_Task brief_
Could you reproduce every one of the rows below word for word?

_Data section_

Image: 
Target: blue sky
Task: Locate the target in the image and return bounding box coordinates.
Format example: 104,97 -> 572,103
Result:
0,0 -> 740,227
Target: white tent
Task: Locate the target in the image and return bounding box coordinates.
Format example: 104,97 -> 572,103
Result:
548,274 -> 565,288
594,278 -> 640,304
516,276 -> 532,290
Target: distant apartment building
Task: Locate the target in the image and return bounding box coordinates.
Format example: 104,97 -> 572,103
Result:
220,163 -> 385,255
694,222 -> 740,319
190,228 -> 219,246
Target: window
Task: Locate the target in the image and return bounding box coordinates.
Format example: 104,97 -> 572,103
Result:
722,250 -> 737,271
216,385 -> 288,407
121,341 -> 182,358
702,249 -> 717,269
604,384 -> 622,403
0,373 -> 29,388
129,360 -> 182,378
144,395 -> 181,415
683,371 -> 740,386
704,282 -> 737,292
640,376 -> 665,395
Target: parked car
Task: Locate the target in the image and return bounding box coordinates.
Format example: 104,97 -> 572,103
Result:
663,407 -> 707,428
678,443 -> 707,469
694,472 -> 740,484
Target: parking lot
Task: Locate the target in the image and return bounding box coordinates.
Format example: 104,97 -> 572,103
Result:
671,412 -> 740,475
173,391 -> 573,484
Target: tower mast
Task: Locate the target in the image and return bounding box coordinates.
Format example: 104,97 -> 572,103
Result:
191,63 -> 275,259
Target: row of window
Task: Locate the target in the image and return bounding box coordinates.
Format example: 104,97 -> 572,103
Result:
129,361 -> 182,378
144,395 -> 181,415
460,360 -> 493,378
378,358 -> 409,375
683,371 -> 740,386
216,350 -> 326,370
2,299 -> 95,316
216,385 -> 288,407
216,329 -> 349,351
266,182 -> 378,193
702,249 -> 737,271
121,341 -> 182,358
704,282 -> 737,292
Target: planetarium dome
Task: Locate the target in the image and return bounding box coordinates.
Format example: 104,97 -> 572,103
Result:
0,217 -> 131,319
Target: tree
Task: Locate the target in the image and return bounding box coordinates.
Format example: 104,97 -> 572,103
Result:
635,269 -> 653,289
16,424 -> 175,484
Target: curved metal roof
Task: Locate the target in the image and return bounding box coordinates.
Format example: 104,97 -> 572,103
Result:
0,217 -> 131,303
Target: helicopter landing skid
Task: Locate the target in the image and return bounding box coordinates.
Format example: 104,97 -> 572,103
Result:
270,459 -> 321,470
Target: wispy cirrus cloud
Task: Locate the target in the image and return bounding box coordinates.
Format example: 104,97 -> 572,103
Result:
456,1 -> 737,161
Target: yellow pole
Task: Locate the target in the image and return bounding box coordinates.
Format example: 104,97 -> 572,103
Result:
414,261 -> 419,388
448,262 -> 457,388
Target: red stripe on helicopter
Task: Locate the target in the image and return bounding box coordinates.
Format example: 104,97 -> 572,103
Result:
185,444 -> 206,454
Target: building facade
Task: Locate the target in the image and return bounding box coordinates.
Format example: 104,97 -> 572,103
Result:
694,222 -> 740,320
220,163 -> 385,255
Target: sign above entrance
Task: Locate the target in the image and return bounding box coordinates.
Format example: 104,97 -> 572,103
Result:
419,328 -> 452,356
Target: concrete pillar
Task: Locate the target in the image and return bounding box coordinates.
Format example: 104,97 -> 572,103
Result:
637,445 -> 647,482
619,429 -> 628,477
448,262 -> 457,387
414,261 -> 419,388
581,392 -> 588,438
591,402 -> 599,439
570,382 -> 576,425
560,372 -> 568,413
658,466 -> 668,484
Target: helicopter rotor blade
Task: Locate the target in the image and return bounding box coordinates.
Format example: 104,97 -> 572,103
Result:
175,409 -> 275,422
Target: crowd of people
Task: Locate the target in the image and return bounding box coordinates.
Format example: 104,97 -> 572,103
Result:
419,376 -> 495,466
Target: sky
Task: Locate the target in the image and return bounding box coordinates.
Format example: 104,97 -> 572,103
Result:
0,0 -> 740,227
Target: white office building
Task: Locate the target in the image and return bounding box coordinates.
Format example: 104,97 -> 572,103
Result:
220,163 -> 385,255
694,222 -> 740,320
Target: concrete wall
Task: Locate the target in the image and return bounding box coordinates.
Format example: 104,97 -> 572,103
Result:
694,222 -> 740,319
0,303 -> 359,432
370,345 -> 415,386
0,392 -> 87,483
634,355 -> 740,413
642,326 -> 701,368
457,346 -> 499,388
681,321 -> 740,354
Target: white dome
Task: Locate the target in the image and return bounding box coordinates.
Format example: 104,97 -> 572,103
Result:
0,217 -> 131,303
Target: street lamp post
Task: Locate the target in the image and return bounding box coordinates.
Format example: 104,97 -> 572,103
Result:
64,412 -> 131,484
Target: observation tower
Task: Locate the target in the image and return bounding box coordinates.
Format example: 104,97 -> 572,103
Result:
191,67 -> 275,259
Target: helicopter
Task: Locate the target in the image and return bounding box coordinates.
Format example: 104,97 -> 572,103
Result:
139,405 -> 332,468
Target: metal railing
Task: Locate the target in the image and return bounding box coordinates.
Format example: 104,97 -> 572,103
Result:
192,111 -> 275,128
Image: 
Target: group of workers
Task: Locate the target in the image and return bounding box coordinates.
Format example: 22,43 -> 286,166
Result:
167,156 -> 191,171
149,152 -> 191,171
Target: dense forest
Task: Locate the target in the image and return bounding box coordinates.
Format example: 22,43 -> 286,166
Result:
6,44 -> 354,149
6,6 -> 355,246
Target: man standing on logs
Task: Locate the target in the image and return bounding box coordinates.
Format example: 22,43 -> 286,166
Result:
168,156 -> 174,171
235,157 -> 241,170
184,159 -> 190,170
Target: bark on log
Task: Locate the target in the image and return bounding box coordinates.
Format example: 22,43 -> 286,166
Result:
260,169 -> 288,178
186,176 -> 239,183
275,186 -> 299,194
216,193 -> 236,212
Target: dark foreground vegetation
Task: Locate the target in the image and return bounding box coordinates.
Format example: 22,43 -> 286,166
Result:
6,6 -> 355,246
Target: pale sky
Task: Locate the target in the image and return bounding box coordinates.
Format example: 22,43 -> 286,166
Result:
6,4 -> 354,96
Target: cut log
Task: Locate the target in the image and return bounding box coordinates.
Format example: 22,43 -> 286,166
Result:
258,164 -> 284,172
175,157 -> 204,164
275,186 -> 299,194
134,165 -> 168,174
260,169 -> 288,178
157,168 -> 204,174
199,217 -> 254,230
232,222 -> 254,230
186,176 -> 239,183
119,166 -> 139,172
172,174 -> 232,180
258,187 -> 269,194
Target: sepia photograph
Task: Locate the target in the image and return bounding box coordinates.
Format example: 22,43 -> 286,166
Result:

_Correct response_
Image: 
Target: blue sky
Task: Locate the target in the image and return bounding box coordinates.
Format example: 104,97 -> 572,103
Result:
0,0 -> 740,227
Target: white tent
Task: Locate the target in the image and return bounding box coordinates.
Format example: 104,97 -> 572,103
Result:
548,274 -> 565,288
594,278 -> 640,304
516,276 -> 532,290
Target: distant apartment building
Task: Locate the target in the image and return bounding box coordinates.
Format example: 104,97 -> 572,103
Result:
220,163 -> 385,255
694,222 -> 740,319
190,228 -> 219,246
Target: window
Task: Locate the target in the image and return bounding box coordinates.
Format example: 104,97 -> 572,103
Result:
722,250 -> 737,271
216,385 -> 288,407
121,341 -> 182,358
702,249 -> 717,269
604,384 -> 622,403
0,373 -> 29,388
129,360 -> 182,378
144,395 -> 181,415
683,371 -> 740,386
704,282 -> 737,292
640,376 -> 665,395
Target: parked car
Task: Locate the target in the image and return bounding box coordinates.
Format example: 104,97 -> 572,103
Result:
663,407 -> 707,428
678,443 -> 707,469
694,472 -> 740,484
Target: parking lot
Task: Locate the target in the image and return bounding box coordinates.
Format example: 104,97 -> 572,103
Result:
671,412 -> 740,475
173,391 -> 573,484
Target: tower mast
Task: Locate the target in the image and return bounding box coordinates.
Format example: 104,97 -> 572,103
Result:
191,63 -> 275,259
Target: row of window
Task: Locate the target in the image and return bounding box coordinates.
Format example: 104,97 -> 572,103
Result:
129,361 -> 182,378
144,395 -> 181,415
460,360 -> 493,378
378,358 -> 409,375
683,371 -> 740,386
216,350 -> 326,370
2,299 -> 95,316
216,385 -> 288,407
216,329 -> 349,351
266,182 -> 378,193
702,249 -> 737,271
121,341 -> 182,358
704,282 -> 737,292
Target: planetarium dome
Task: Locate the target in the image and return bounding box coordinates.
Format example: 104,97 -> 572,103
Result:
0,217 -> 131,319
Target: tree
Task: Locate the target in the image and return bounding box coordinates.
Format example: 104,97 -> 572,103
Result:
635,269 -> 653,289
16,424 -> 175,484
Target: curved metal roof
Task: Locate the target in the image and return bounding box coordinates.
Format example: 104,97 -> 572,103
Result:
0,217 -> 131,303
Target: helicopter landing skid
Task: Locate the target in the image and return bounding box coordinates.
Format example: 104,97 -> 572,103
Result:
270,459 -> 321,470
Target: wispy cirrus cloud
Task: Locate the target in the image and return bounding box coordinates.
Format example: 104,97 -> 572,103
Result:
456,1 -> 737,161
Target: yellow pole
Task: Locate the target in the image and return bounding box coordinates.
Format example: 104,97 -> 572,103
Result:
414,261 -> 419,388
448,262 -> 457,388
Target: red stripe on helicopter
Task: Locate the target in the image and return bounding box coordinates.
Format example: 104,97 -> 572,103
Result:
185,444 -> 206,454
Target: building facade
Task: Locate the target in the image and return bounding box coordinates.
Format example: 104,97 -> 572,103
Result:
694,222 -> 740,320
220,163 -> 385,255
Target: sign above entrance
Task: Locate the target in the image and return bounding box coordinates.
Format example: 104,97 -> 572,103
Result:
419,328 -> 452,356
Target: concrete pillar
Task: Locate the target in the image and return bounding box coordinates.
Format example: 104,97 -> 572,103
Result:
637,445 -> 647,482
619,429 -> 628,477
448,262 -> 457,387
414,261 -> 419,388
581,392 -> 588,438
591,402 -> 599,439
570,382 -> 576,425
560,372 -> 568,413
658,466 -> 668,484
Target: helicopter rotor blade
Task: Locate the target in the image and return bounding box coordinates.
Format example: 104,97 -> 572,103
Result:
175,409 -> 275,422
Target: crowd of people
Task: Locate the target in the image and return bounding box coordinates.
Format example: 104,97 -> 572,103
Result:
419,376 -> 495,466
Target: sky
Task: Locate the target in the image and return bounding box coordinates.
Format example: 104,97 -> 572,103
Result:
0,0 -> 740,227
Target: white office building
Task: Locate the target in the image and return bounding box coordinates.
Format example: 104,97 -> 572,103
Result:
220,163 -> 385,255
694,222 -> 740,320
Target: concrete wall
Task: Locate the target in the image and return bounding box coordinates.
Format example: 104,97 -> 572,103
Result:
694,222 -> 740,319
0,303 -> 359,432
370,345 -> 415,386
0,392 -> 87,483
634,355 -> 740,413
642,326 -> 701,368
457,346 -> 499,388
681,321 -> 740,354
Target: white dome
Task: Locate the target in the image and return bounding box coordinates.
Format example: 104,97 -> 572,103
Result:
0,217 -> 131,303
Target: street lamp post
Task: Locate the target in the image and return bounding box coordinates.
Format example: 104,97 -> 572,103
Result:
64,412 -> 131,484
Target: observation tower
Task: Locate the target in the image and return bounding box coordinates.
Format example: 104,97 -> 572,103
Result:
191,67 -> 275,259
Target: helicopter
Task: Locate the target in the image and return bounding box coordinates.
Format example: 104,97 -> 572,103
Result:
139,405 -> 332,468
Target: metal railing
Task: Locate the target in the image and return bounding box coordinates.
Format example: 104,97 -> 572,103
Result:
192,111 -> 275,128
Image: 
Target: group of workers
Task: Locate the target in the image and return bounding box coordinates.
Format example: 22,43 -> 286,166
Result:
167,156 -> 191,171
149,152 -> 191,171
Target: dense forest
Task: Locate the target in the image and return bounding box coordinates.
Format example: 22,43 -> 286,166
Result:
6,44 -> 354,149
6,6 -> 355,246
Target: man standing on logs
Task: Locate the target in the image and return bounding box coordinates.
Format example: 22,43 -> 286,166
Result:
168,156 -> 174,171
235,157 -> 241,170
184,159 -> 190,170
Target: bark on log
Task: Locate the target in the image and return bounding box coordinates.
Format example: 22,43 -> 286,166
Result:
260,169 -> 288,178
186,176 -> 239,183
275,186 -> 299,194
216,193 -> 236,212
Target: dark foreground vegetation
Task: Locate the target in the image and return bounding box coordinates.
Format example: 22,43 -> 286,166
Result:
6,6 -> 355,246
Target: pale sky
Task: Locate the target in the image and return bounding box coordinates.
Format example: 22,43 -> 286,166
Result:
6,4 -> 354,96
Target: cut log
Task: Locate the target in the image and return bounding box coordinates.
Format example: 22,43 -> 286,166
Result:
258,164 -> 284,172
175,157 -> 204,164
275,186 -> 299,194
134,165 -> 168,174
260,169 -> 288,178
157,168 -> 204,174
199,217 -> 254,230
232,222 -> 254,230
186,176 -> 239,183
119,166 -> 139,172
172,174 -> 232,180
258,187 -> 269,194
Target: sepia photograph
Task: Locate the target in the image and return bounding box coordinates.
Format example: 22,43 -> 286,166
Result:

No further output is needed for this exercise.